Direction a =>
Could you repeat the listing word for word, from its beginning through the line that contains "Give the outline of every instance of the dirt" (both included), leaving out the pictures?

Selected text =>

* START *

However, her attempts to get the cash to which Mrs. James was entitled from the union fund for incapacitated workers had failed.

"We put in for incapacitation pay a few months ago. Molly (Burgess) just says she's working on it or she'll see about it,'' said Mrs. James, a seamstress at Sonesta. "I spoke to her again last week and she said she had not had a meeting yet and she'd get back to me.'' The fund entitles BIU members to payments of $50 a month for a maximum of ten consecutive years (up to $6,000) or a $2,000 lump sum.

A former union member, who did not want to be named, said he knew of at least six other incapacitated hotel workers who had been unable to get their benefits.

One case he was aware of involved a disabled housekeeping employee who had been a BIU member for 30-odd years but had not received a penny out of the superannuation fund despite her weekly $7 contributions.

He claimed the shop steward and other BIU members were aware of the woman's plight but had not written to her asking if she wanted her entitlements.

"They just forget about you,'' he said.

Her family may seek them on her behalf, he said.

BIU president Mr. Ottiwell Simmons had no comment on the case, referring inquiries to general secretary Mrs. Molly Burgess, who could not be reached.

The BIU's audited financial reports for the year ending September 1993 showed the union's liability to its various funds had grown to more than $7 million and that it was basically broke because nearly all its assets were in land.

The reports further showed the BIU had just $308,154 in the bank at the end September 1993. And its officers' salaries, $826,918, plus "other expenses,'' $882,385, accounted for the biggest chunk of expenditure.

And while it took in more than a million dollars in member contributions to its funds, it paid out less than $25,000 in benefits.

Benefits also include sick, strike, education upgrading and unemployment pay.

* END *

Direction b =>
Can you resume the news report on the union's benefit funds where it ends?

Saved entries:
* START *

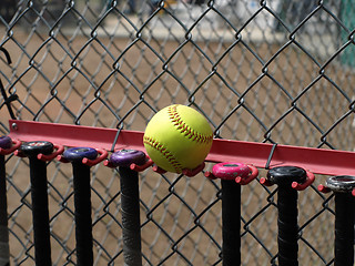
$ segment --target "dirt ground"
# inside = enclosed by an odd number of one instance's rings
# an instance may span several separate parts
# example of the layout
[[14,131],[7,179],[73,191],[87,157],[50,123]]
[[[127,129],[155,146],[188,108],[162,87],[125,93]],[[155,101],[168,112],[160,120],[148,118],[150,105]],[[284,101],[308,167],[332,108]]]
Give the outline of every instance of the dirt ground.
[[[21,120],[100,127],[115,127],[120,122],[125,129],[143,131],[154,114],[151,108],[159,110],[173,102],[193,102],[221,136],[261,142],[265,129],[292,106],[292,99],[276,84],[296,96],[318,75],[318,65],[290,48],[267,65],[267,74],[254,86],[253,82],[263,73],[263,64],[244,45],[236,45],[229,57],[223,58],[231,43],[189,42],[182,47],[184,40],[179,41],[162,43],[159,40],[83,35],[53,39],[45,34],[29,34],[19,28],[4,44],[13,60],[12,70],[4,68],[3,71],[13,84],[7,89],[11,92],[16,89],[21,102],[14,102],[13,106]],[[267,62],[281,44],[250,43],[250,47],[257,51],[263,62]],[[221,62],[214,70],[211,62],[219,59]],[[336,75],[336,65],[328,69],[335,81],[341,80]],[[206,79],[212,72],[214,74]],[[351,81],[352,78],[345,81],[343,88],[347,88]],[[315,90],[305,92],[297,102],[297,106],[323,130],[348,109],[348,102],[329,88],[332,84],[323,79]],[[327,99],[317,96],[321,90],[329,91]],[[229,116],[243,93],[246,105],[241,105]],[[334,106],[327,102],[329,100],[341,103]],[[333,112],[335,109],[337,112]],[[4,109],[1,112],[4,113],[1,122],[7,124],[8,114]],[[318,115],[320,112],[323,115]],[[321,133],[300,112],[293,112],[284,121],[273,131],[274,141],[306,146],[318,144]],[[344,125],[344,134],[348,132],[349,124],[351,120]],[[331,135],[329,140],[335,146],[341,146],[343,137]],[[29,190],[27,161],[11,157],[7,170],[11,181],[8,184],[8,212],[12,263],[17,265],[24,259],[20,265],[33,265],[33,260],[28,258],[33,256],[33,247],[30,248],[31,212],[27,206],[30,196],[24,194]],[[70,258],[74,248],[71,166],[52,162],[48,172],[52,257],[55,265],[64,265],[75,259],[74,255]],[[324,177],[317,182],[322,181]],[[219,186],[219,182],[211,182],[202,174],[186,178],[173,174],[161,176],[151,170],[142,173],[144,265],[213,265],[219,260],[221,202],[214,204]],[[92,187],[95,265],[108,265],[111,259],[110,265],[123,265],[119,176],[103,165],[95,166]],[[314,190],[300,194],[301,224],[321,213],[304,229],[302,237],[329,260],[332,215],[323,212],[324,198]],[[270,192],[257,182],[243,187],[242,195],[244,265],[270,265],[272,256],[277,253],[275,200],[268,198]],[[300,245],[302,262],[321,265],[321,258],[313,254],[306,241],[301,241]],[[160,264],[162,258],[166,262]]]

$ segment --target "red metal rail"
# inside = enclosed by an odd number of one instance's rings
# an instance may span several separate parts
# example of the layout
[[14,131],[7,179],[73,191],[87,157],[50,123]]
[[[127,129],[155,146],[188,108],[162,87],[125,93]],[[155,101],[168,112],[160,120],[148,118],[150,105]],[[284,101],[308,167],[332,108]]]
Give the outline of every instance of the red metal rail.
[[[50,141],[64,146],[111,150],[118,133],[113,129],[10,120],[10,137],[20,141]],[[143,132],[120,132],[114,150],[144,151]],[[209,162],[241,162],[265,167],[273,145],[267,143],[214,140]],[[355,175],[355,153],[325,149],[277,145],[270,167],[294,165],[315,174]]]

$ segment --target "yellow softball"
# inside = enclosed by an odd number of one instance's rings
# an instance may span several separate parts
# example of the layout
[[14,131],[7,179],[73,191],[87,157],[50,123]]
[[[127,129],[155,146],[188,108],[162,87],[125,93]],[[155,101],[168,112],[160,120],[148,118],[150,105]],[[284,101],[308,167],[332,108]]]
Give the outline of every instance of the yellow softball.
[[148,123],[144,146],[161,168],[181,173],[193,170],[207,156],[213,132],[207,120],[192,108],[174,104],[159,111]]

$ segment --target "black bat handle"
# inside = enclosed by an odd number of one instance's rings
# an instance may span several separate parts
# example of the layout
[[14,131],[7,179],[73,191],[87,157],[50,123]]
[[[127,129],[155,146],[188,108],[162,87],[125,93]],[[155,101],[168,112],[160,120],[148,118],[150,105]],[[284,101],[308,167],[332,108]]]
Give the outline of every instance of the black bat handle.
[[335,266],[354,265],[354,196],[335,194]]
[[222,180],[223,266],[241,265],[241,185]]
[[93,265],[90,166],[73,162],[78,266]]
[[51,243],[48,211],[47,164],[30,157],[34,257],[37,266],[51,265]]
[[10,265],[4,155],[0,154],[0,266]]
[[119,167],[124,265],[142,266],[139,174]]
[[280,166],[267,172],[270,182],[278,185],[278,266],[298,266],[298,193],[292,183],[304,183],[306,177],[307,172],[296,166]]
[[280,266],[298,265],[297,198],[297,191],[291,186],[278,186],[277,244]]

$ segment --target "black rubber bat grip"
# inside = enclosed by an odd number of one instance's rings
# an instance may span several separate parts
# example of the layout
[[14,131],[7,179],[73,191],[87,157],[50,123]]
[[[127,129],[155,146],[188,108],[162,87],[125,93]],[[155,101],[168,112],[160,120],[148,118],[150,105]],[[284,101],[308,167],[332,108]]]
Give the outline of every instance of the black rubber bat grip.
[[335,193],[335,266],[354,265],[354,196]]
[[77,265],[93,265],[90,166],[74,162]]
[[119,167],[123,257],[126,266],[142,266],[139,175],[128,167]]
[[47,164],[36,156],[30,160],[32,218],[36,265],[51,265],[51,243],[48,211]]
[[298,265],[297,197],[297,191],[293,190],[290,184],[278,186],[278,266]]
[[0,266],[10,265],[9,229],[8,229],[8,200],[7,175],[4,156],[0,155]]
[[241,265],[241,185],[222,184],[222,259],[223,266]]

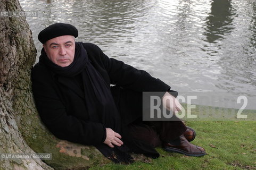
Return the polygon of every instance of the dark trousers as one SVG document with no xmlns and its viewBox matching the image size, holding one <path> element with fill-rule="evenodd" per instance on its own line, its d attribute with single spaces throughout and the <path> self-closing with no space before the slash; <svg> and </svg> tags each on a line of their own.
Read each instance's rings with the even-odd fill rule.
<svg viewBox="0 0 256 170">
<path fill-rule="evenodd" d="M 184 124 L 175 115 L 169 121 L 143 121 L 142 93 L 118 86 L 111 92 L 120 114 L 121 124 L 134 138 L 154 147 L 169 142 L 183 134 Z"/>
</svg>

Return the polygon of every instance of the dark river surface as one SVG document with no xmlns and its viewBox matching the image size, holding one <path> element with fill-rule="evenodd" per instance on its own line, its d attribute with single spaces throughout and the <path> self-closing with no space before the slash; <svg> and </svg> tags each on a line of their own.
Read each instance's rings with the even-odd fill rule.
<svg viewBox="0 0 256 170">
<path fill-rule="evenodd" d="M 79 31 L 77 41 L 97 45 L 181 95 L 207 97 L 195 104 L 256 109 L 256 1 L 20 2 L 38 13 L 27 17 L 38 52 L 41 30 L 69 23 Z"/>
</svg>

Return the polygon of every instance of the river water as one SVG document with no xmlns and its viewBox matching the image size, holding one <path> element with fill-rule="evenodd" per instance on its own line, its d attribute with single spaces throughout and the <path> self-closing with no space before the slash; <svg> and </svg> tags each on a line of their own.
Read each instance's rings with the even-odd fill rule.
<svg viewBox="0 0 256 170">
<path fill-rule="evenodd" d="M 243 95 L 246 108 L 256 109 L 256 1 L 20 3 L 38 13 L 27 17 L 38 52 L 41 30 L 69 23 L 79 31 L 77 41 L 97 45 L 109 57 L 146 70 L 180 94 L 215 94 L 223 99 L 217 105 L 227 102 L 232 108 L 240 108 L 237 99 Z M 214 100 L 204 104 L 214 105 Z"/>
</svg>

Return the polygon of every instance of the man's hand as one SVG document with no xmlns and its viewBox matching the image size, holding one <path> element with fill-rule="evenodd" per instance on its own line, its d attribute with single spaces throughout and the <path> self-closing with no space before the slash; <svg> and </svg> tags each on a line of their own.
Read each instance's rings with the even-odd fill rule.
<svg viewBox="0 0 256 170">
<path fill-rule="evenodd" d="M 168 110 L 176 113 L 181 109 L 182 106 L 179 101 L 168 92 L 165 93 L 162 100 L 163 106 Z"/>
<path fill-rule="evenodd" d="M 110 148 L 114 148 L 114 145 L 121 146 L 123 142 L 120 140 L 122 137 L 117 132 L 115 132 L 110 128 L 106 128 L 106 137 L 104 143 L 108 144 Z"/>
</svg>

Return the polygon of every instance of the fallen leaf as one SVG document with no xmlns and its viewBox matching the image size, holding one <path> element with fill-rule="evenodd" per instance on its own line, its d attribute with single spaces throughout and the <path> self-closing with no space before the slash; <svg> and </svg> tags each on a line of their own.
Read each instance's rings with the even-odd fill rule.
<svg viewBox="0 0 256 170">
<path fill-rule="evenodd" d="M 183 158 L 190 158 L 190 157 L 189 157 L 189 156 L 186 156 L 186 155 L 184 155 L 184 156 L 183 156 Z"/>
<path fill-rule="evenodd" d="M 213 144 L 210 144 L 210 146 L 212 148 L 218 149 L 218 148 L 214 146 Z"/>
</svg>

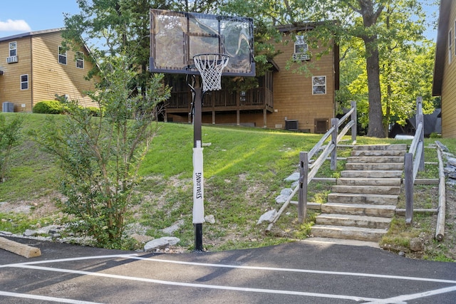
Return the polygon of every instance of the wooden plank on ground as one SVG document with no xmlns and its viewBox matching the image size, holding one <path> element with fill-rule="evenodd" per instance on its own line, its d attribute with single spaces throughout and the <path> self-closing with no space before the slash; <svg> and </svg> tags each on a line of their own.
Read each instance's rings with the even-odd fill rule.
<svg viewBox="0 0 456 304">
<path fill-rule="evenodd" d="M 39 248 L 32 247 L 1 237 L 0 237 L 0 248 L 26 258 L 34 258 L 41 255 L 41 251 Z"/>
</svg>

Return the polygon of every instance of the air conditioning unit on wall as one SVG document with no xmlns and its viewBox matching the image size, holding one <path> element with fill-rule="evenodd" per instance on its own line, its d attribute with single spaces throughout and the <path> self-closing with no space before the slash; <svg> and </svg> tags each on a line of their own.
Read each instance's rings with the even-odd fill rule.
<svg viewBox="0 0 456 304">
<path fill-rule="evenodd" d="M 6 101 L 1 104 L 2 112 L 14 112 L 14 104 Z"/>
<path fill-rule="evenodd" d="M 297 131 L 298 120 L 285 120 L 285 130 L 289 131 Z"/>
<path fill-rule="evenodd" d="M 18 62 L 17 56 L 9 56 L 6 58 L 6 63 L 14 63 Z"/>
</svg>

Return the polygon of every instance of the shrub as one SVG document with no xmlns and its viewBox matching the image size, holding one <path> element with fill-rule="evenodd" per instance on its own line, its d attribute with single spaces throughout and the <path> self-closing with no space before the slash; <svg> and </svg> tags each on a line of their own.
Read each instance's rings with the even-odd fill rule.
<svg viewBox="0 0 456 304">
<path fill-rule="evenodd" d="M 43 100 L 38 103 L 33 108 L 33 113 L 61 114 L 63 105 L 58 100 Z"/>
</svg>

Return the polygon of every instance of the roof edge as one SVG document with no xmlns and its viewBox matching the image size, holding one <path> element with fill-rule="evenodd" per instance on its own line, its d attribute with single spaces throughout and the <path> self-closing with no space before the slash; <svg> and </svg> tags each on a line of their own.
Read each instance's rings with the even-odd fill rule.
<svg viewBox="0 0 456 304">
<path fill-rule="evenodd" d="M 62 31 L 65 28 L 51 28 L 47 30 L 33 31 L 26 33 L 18 33 L 16 35 L 8 36 L 6 37 L 0 37 L 0 41 L 6 41 L 7 40 L 18 39 L 19 38 L 28 37 L 29 36 L 41 35 L 43 33 L 55 33 Z"/>
</svg>

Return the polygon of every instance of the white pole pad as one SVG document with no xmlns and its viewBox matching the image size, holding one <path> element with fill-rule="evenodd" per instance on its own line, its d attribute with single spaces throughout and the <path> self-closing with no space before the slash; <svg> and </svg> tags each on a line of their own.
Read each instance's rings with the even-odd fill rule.
<svg viewBox="0 0 456 304">
<path fill-rule="evenodd" d="M 193 224 L 204 222 L 203 148 L 193 148 Z"/>
</svg>

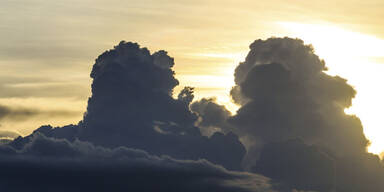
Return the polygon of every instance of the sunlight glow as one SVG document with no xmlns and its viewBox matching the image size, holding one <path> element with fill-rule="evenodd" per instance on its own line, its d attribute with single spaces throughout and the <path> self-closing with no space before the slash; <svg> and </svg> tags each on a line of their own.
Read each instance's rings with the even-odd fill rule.
<svg viewBox="0 0 384 192">
<path fill-rule="evenodd" d="M 278 22 L 291 37 L 312 44 L 325 60 L 328 74 L 348 79 L 357 90 L 352 107 L 345 111 L 360 117 L 364 133 L 371 141 L 369 152 L 384 151 L 383 109 L 384 40 L 348 31 L 332 24 Z"/>
</svg>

* END *

Output a =>
$ segment --target "dirt ground"
# inside = enclosed by an odd number of one instance's rings
# an instance may span several separate parts
# example of the layout
[[14,131],[7,179],[73,191],[87,157],[50,123]]
[[[127,129],[155,146],[188,108],[162,87],[125,93]],[[155,101],[168,112],[160,120],[148,118],[150,105]],[[284,101],[308,167],[332,108]]]
Give the outline of every instance of the dirt ground.

Output b =>
It was learned last week that Sonesta Beach Hotel workers being laid off this winter will not be getting unemployment pay because BIU funds were low. A hotel management source said the BIU's financial reports showed benefits paid out to members were "basically zero'' when compared to its income.

It is understood a change in the BIU's constitution several years ago, which was okayed by Government, allowed it to consolidate its funds Previous financial statements showed the BIU started by borrowing from the Construction (Sick and Welfare) Fund, for which it sent separate financial reports to the Registrar General up until 1980 when it stopped sending the information. At that time it had not paid back the money owed.

Although the Trade Union Act of 1965 requires the BIU to declare its fund expenditures separately to the Registrar General, it does not govern the securing of the statutory benefits of being a union member.

Labour Minister the Hon. J. Irving Pearman said that as long as the BIU complied with what its constitution said, the way it managed its funds was "not an issue for Government intervention.'' And he had not received any complaints from BIU members.

"If their constitution, or amended constitution, says they don't have to give benefits then they don't have to,'' he said.